*Challenge*
Put the lines below into a Markdown table with two columns, Row and Line, giving each line a row number and skipping blank lines. Leave the pictures out.

*Source records*
----
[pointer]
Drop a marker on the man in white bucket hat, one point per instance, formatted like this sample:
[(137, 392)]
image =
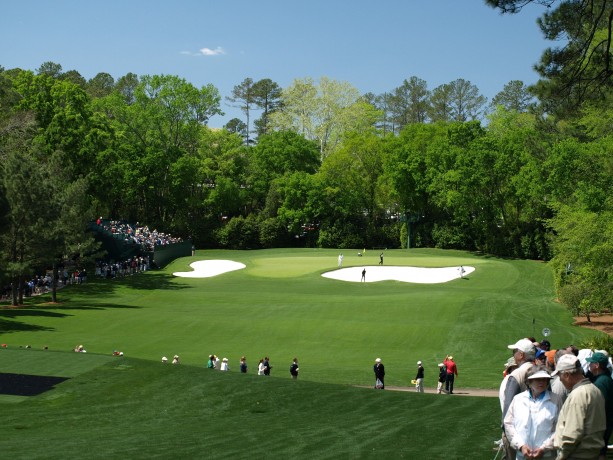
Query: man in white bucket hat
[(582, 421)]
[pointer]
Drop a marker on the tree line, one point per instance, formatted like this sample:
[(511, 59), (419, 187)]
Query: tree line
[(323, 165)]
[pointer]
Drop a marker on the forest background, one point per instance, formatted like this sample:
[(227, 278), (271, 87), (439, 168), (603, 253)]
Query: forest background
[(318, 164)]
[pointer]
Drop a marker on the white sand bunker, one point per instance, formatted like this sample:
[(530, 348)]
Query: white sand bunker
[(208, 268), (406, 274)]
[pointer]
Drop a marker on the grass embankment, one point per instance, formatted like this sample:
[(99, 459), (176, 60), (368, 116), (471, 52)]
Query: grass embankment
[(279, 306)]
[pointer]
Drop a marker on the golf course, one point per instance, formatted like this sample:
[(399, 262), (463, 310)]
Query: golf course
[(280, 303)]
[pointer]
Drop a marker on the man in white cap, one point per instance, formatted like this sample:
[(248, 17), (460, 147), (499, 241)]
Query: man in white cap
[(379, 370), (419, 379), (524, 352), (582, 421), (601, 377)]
----
*Reply to the exercise*
| Row | Line |
|---|---|
| 1 | [pointer] |
| 2 | Drop a marker on the man in white bucket hat, one point per instance, formatted like this sample: |
| 3 | [(137, 392)] |
| 4 | image = |
| 5 | Query: man in white bucket hat |
| 6 | [(582, 421)] |
| 7 | [pointer] |
| 8 | Drop a marker on the tree line, one point per instance, formatted like this sample: |
| 9 | [(511, 59), (419, 187)] |
| 10 | Query: tree line |
| 11 | [(323, 165)] |
| 12 | [pointer] |
| 13 | Drop a marker on the forest background, one point per instance, formatted like this sample: |
| 14 | [(227, 278), (271, 87), (439, 168), (603, 253)] |
| 15 | Query: forest background |
| 16 | [(318, 164)] |
| 17 | [pointer] |
| 18 | Drop a marker on the white sand bunker, one point per instance, formatted like this sample: |
| 19 | [(530, 348)] |
| 20 | Query: white sand bunker |
| 21 | [(208, 268), (406, 274)] |
| 22 | [pointer] |
| 23 | Drop a marker on the grass embankment, one point per instance, formatted like this sample: |
| 24 | [(99, 459), (176, 60), (368, 116), (471, 52)] |
| 25 | Query: grass embankment |
| 26 | [(279, 306)] |
| 27 | [pointer] |
| 28 | Drop a marker on the golf course, one point per instance, formatted like this sample: |
| 29 | [(399, 262), (463, 310)] |
| 30 | Query: golf course |
| 31 | [(280, 303)] |
| 32 | [pointer] |
| 33 | Drop a marker on the man in white cap, one point per instance, formatted like this sample: |
| 34 | [(248, 17), (460, 147), (499, 241)] |
| 35 | Query: man in white cap |
| 36 | [(379, 370), (419, 379), (524, 352), (582, 421), (601, 377)] |